**Exercices à faire**:
(a) Répondez à ces questions d'après le texte sur l'anarchie.
(i) Selon la citation de Spinoza, de quoi les hommes sont-ils conscients ?
(ii) Quel livre de Dupuis-Déri est cité ?
(iii) Quelle phrase l'ami adresse-t-il à Robert ?
(b) Indiquez si chaque affirmation concorde avec le texte sur l'anarchie.
(i) La citation de Simone Weil est tirée de l'Enracinement.
(ii) L'ami imaginait Robert jetant des bombes.
(iii) Le texte annonce une définition avant d'évoquer des événements et des personnalités.
(c) Poursuivez le texte sur l'anarchie à partir de sa dernière phrase.

**Extrait du document**:
T'es
anarchiste mon ami. Ha ?!
«...les
hommes se croient libres par cette seule cause qu’ils sont
conscients de leurs actions et ignorants des causes par lesquelles
ils sont déterminés...» Baruch Spinoza dans L’Éthique
«
L’initiative et la responsabilité, le sentiment d’être utile et
même indispensable, sont des besoins vitaux … » Simone Weil dans
l’Enracinement
En 2014
j’ai lu un texte conçu à partir de ma lecture du livre Démocratie
histoire politique d’un mot de Dupuis-Déri où,
par des citations et des descriptions d’organisations locales,
l’auteur démontre notre absence de démocratie.
Suite
à cette
lecture
gentiment un ami m’a mis devant l’évidence :
Robert tu es anarchiste.
Il
ne m’imaginait pas jetant des bombes mais, sauf si je me trompe,
mon texte reflétait mon rejet de la gouvernance actuelle, et mon
éloignement des partis politiques pour le souhait d’une démocratie
au plus près du citoyen.
J’ai
voulu voir alors ce que couvrait ce mot « ANARCHIE ».
Après
quelques lectures voici ma vision globale partielle et partiale de
l‘anarchie.
D’abord
quelques événements et personnalités, ensuite un peu de
définition.

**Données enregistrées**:
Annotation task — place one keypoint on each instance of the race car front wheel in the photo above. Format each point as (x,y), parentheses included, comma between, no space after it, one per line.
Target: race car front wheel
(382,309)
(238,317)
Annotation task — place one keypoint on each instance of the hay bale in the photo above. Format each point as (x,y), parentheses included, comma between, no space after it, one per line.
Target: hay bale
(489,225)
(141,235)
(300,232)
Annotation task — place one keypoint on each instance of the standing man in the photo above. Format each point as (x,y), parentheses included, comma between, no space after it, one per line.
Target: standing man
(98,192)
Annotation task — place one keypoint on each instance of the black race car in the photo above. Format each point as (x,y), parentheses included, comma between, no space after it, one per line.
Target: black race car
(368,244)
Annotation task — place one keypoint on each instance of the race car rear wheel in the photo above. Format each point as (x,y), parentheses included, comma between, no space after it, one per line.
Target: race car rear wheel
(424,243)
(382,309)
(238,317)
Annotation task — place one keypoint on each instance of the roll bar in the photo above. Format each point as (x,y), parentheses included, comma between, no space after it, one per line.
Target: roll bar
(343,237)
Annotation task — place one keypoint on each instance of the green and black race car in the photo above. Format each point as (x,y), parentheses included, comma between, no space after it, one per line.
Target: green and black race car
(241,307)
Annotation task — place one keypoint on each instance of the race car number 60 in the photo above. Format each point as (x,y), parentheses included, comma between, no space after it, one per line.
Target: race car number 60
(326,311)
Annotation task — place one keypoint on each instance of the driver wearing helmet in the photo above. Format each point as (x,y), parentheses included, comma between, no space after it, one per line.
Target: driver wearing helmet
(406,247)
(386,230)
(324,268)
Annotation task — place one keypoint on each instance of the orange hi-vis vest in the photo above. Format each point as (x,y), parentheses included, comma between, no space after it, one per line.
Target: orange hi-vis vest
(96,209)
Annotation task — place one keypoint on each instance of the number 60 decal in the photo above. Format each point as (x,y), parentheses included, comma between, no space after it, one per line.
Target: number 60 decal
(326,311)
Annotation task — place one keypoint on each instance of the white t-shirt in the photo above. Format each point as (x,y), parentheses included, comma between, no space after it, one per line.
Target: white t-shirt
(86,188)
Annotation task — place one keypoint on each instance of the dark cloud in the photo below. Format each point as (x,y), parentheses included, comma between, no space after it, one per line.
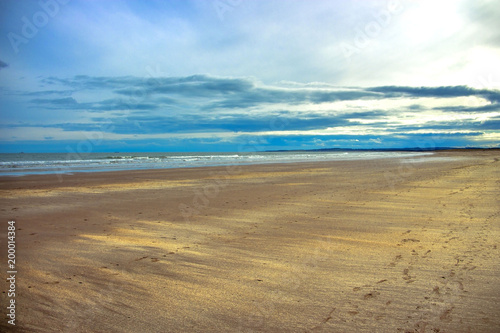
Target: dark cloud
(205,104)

**Les réponses**:
(a)
(i) De leurs actions.
(ii) Démocratie histoire politique d'un mot.
(iii) « Robert tu es anarchiste. »

(b)
(i) Oui : « Simone Weil dans l’Enracinement ».
(ii) Non : « ne m’imaginait pas jetant des bombes ».
(iii) Non : « D’abord quelques événements et personnalités, ensuite un peu de définition. »

(c)
Beaucoup
de « isme » dans
ce texte
qui
pour le wiktionary est
un
suffixe donnant une vision dénuée de nuance rejetant
toute remise en cause. Qu’en penserait les peintres cubistes
et
qu’en
pense
les philatélistes ?
Je
serais donc anarchiste ?
C’est
me faire trop d’honneur, je ne peux pas me revendiquer l’héritier
des martyres Francisco Ferrer, Nicola Sacco et Bartolomeo Vanzetti.
Ainsi
que des cinq condamnés à mort sans preuve à Chicago en 1887 suite
aux manifestations de 1886 pour la journée de huit heures où une
bombe fit de nombreuses victimes. August
Spies, Albert Parsons, Adolph Fischer et
George Engel sont pendus,
Louis Lingg se suicide en prison, victimes tous les six d’une
justice au service d’investissements capitalistes.
La
commémoration de ces journées et de ses cinq martyrs militants
anarchistes sont à l’origine des manifestations annuelles du
premier mai.
Je
répète c’est me faire trop d’honneur, je n’ai pas le courage
de ces illustres.
Certes
avec un peu de courage, avec mes convictions d’aujourd’hui, et
avec l’énergie de ma jeunesse passée, peut-être que j’aurais
mal tourné et me serais rangé dans les rangs des blacks-blocs ?
Entre
parenthèses il suffit maintenant de se trouver à côté de casseurs
dans une manifestation pour être considéré comme dangereux et être
fiché, surtout si vous avez des lunettes de piscine. Fiche où
seront notées vos opinions politiques, convictions philosophiques et
religieuses et votre appartenance syndicale.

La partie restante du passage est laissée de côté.